> [SHORT TASK 1]:
Condense the paragraph of the blog post beginning "The IoT-Platform of PostNL is in a key position" into a short bulleted list that keeps its main facts.
> [SHORT TASK 2]:
Reproduce the passage of the blog post between "IoT Thing Availability" and "achieve our ambition.", inclusive.

> [EXTRACT]:
* * * *

IoT Thing Availability at Scale in PostNL

PostNL is following the ambition to become the leading postal tech company and our serverless journey on AWS continues in full speed. In this blog post, I would like to give you some information about the IoT-Platform of PostNL and how we evolve our internal services to create the optimum solutions for the problem at hand.

As PostNL, we remain dedicated to be your favorite deliverer in the Benelux area which requires a significant technology infrastructure. Our colleagues in the field are working hard to deliver your packages to your doorstep as soon as possible. The engineering community in PostNL works together with our colleagues on the field and see how we can enable them to achieve our ambition.

The IoT-Platform of PostNL is in a key position to enable data driven decisions because “IoT-Platform connects the physical world to the digital world!” and relay the events that are happening on the field objectively and reliably to the business. Our platform handles more than one billion events per day, ingesting all the traffic from tracked PostNL assets and processing them in record speed to enable close to real-time business events. Using the data streaming from the IoT-Platform, other teams in PostNL can make decisions based on actual data, optimize asset utilization, and create many more use cases.

The Problem

One of the important events in IoT domain is the availability of the edge devices. A common term for this detection is a heartbeat. In the asset tracking solution of the IoT-Platform, a device corresponds to a beacon which has some sensors in it. The beacon can advertise the sensor telemetry through gateways and the data ends up in the IoT-Platform for further processing.

In our case, any message received from a beacon can be considered as a heartbeat. Through heartbeat of the beacons IoT-Platform can evaluate whether a beacon is active or not. When beacons are not active or when they are not sending data to the IoT-Platform for a long time, we might decide to take an action. For example we can create an alert to check the battery of the beacon or log the last known GPS point of the asset so that we can find it in the logistic network and bring it under maintenance. There are more intricate use cases that rely on beacon availability, but let’s skip those for now to keep things simple.

* * * *

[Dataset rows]
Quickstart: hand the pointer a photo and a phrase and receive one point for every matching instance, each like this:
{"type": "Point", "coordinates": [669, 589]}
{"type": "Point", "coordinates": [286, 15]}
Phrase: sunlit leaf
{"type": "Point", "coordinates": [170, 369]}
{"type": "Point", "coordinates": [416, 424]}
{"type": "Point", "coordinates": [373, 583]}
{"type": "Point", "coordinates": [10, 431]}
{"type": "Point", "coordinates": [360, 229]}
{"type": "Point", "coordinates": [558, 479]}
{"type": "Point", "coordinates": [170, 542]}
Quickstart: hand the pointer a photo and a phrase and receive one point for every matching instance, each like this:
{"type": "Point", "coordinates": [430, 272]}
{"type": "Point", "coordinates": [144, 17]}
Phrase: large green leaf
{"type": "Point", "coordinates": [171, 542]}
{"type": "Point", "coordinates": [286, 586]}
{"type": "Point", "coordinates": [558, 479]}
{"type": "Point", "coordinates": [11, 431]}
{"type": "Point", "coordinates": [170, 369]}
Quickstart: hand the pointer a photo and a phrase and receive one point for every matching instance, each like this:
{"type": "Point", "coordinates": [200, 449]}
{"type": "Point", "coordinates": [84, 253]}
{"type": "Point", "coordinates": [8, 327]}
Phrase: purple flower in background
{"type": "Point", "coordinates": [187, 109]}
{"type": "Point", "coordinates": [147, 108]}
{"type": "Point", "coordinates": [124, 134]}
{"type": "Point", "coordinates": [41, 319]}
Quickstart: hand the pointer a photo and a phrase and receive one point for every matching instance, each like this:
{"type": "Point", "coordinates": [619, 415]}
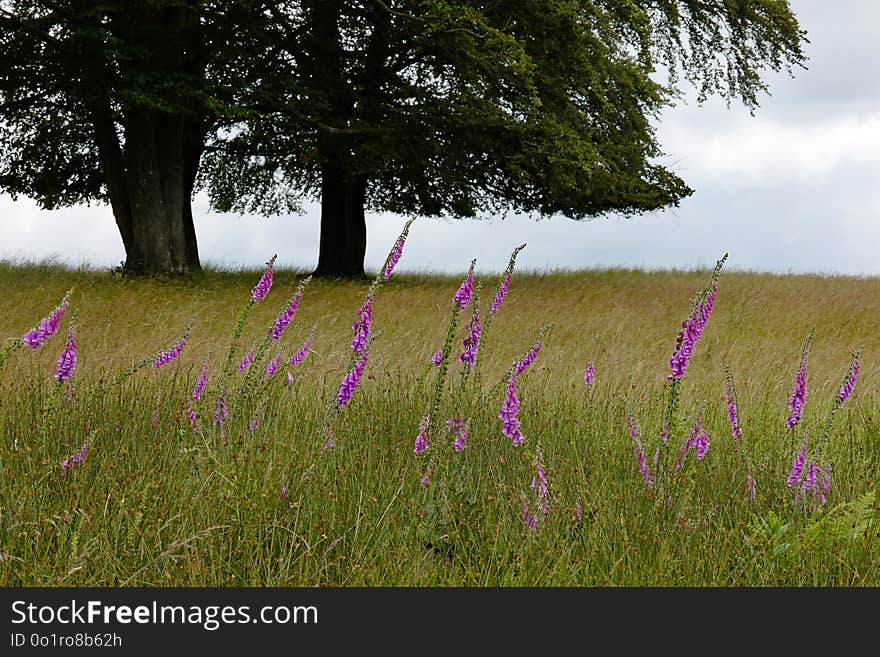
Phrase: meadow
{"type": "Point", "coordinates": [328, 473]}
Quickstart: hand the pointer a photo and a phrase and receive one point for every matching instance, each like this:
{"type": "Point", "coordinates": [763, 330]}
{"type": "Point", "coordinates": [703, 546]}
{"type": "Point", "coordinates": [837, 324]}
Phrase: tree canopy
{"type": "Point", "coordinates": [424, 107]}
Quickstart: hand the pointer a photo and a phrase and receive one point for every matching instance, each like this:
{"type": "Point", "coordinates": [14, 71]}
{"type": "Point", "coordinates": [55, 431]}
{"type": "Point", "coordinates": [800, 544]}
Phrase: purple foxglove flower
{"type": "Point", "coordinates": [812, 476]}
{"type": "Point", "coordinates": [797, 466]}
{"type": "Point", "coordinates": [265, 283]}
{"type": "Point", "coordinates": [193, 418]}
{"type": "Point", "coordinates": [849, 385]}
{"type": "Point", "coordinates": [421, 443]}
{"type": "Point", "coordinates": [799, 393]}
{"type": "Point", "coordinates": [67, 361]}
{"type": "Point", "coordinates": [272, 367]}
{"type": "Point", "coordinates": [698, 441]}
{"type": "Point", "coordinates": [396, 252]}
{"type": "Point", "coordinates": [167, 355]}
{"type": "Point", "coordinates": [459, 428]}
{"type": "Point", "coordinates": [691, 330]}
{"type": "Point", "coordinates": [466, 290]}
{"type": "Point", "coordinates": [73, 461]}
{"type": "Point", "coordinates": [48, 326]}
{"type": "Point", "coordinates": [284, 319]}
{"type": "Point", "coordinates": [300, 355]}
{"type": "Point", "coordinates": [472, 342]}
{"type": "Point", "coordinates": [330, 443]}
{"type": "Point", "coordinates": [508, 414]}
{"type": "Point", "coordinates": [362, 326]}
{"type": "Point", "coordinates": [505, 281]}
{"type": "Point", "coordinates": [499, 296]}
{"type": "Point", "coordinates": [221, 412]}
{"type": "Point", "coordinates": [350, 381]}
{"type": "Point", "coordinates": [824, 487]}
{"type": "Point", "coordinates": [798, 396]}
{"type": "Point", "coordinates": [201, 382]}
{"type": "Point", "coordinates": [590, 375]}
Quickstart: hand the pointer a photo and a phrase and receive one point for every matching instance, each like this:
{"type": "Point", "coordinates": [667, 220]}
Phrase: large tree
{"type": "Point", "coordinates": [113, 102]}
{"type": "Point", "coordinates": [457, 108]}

* * * *

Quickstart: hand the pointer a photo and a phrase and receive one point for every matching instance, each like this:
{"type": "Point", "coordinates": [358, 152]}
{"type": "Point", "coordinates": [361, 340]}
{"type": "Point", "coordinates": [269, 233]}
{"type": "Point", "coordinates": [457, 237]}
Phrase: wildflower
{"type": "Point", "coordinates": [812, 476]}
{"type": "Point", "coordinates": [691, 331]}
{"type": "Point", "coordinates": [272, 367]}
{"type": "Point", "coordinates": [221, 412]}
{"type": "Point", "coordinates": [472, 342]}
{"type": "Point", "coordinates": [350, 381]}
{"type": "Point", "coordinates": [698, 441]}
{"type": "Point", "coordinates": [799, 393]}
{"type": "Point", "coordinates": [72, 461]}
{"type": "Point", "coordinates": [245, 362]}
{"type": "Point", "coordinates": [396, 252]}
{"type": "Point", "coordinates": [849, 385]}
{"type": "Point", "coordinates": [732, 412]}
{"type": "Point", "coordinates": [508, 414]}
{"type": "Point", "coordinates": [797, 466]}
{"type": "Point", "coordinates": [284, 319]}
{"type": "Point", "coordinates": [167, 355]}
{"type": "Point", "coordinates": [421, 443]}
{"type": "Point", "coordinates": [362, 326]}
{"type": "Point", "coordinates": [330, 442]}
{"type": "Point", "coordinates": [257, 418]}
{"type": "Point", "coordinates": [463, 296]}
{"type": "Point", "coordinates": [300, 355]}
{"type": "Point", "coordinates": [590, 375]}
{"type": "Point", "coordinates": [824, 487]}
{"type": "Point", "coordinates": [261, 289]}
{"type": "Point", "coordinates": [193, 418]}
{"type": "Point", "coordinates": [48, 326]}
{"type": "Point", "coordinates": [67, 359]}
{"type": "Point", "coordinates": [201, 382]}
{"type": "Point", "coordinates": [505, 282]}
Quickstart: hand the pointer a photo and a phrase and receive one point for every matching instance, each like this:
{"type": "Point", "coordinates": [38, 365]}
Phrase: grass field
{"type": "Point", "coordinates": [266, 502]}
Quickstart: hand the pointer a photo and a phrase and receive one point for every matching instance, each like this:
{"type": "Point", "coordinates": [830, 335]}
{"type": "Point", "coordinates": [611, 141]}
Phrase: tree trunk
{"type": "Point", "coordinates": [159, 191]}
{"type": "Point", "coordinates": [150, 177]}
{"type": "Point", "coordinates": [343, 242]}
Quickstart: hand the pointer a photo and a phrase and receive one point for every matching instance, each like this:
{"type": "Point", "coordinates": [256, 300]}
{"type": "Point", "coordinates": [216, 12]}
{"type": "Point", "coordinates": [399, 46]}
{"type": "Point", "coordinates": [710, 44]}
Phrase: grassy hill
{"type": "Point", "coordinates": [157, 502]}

* * * *

> [CORRECT ANSWER 1]:
- The IoT-Platform connects the physical world to the digital world and relays field events objectively and reliably to the business, enabling data-driven decisions.
- It handles more than one billion events per day, ingesting all traffic from tracked PostNL assets and processing it in record speed to enable close to real-time business events.
- Other teams in PostNL use its data stream to make decisions based on actual data, optimize asset utilization, and create more use cases.

> [CORRECT ANSWER 2]:
IoT Thing Availability at Scale in PostNL

PostNL is following the ambition to become the leading postal tech company and our serverless journey on AWS continues in full speed. In this blog post, I would like to give you some information about the IoT-Platform of PostNL and how we evolve our internal services to create the optimum solutions for the problem at hand.

As PostNL, we remain dedicated to be your favorite deliverer in the Benelux area which requires a significant technology infrastructure. Our colleagues in the field are working hard to deliver your packages to your doorstep as soon as possible. The engineering community in PostNL works together with our colleagues on the field and see how we can enable them to achieve our ambition.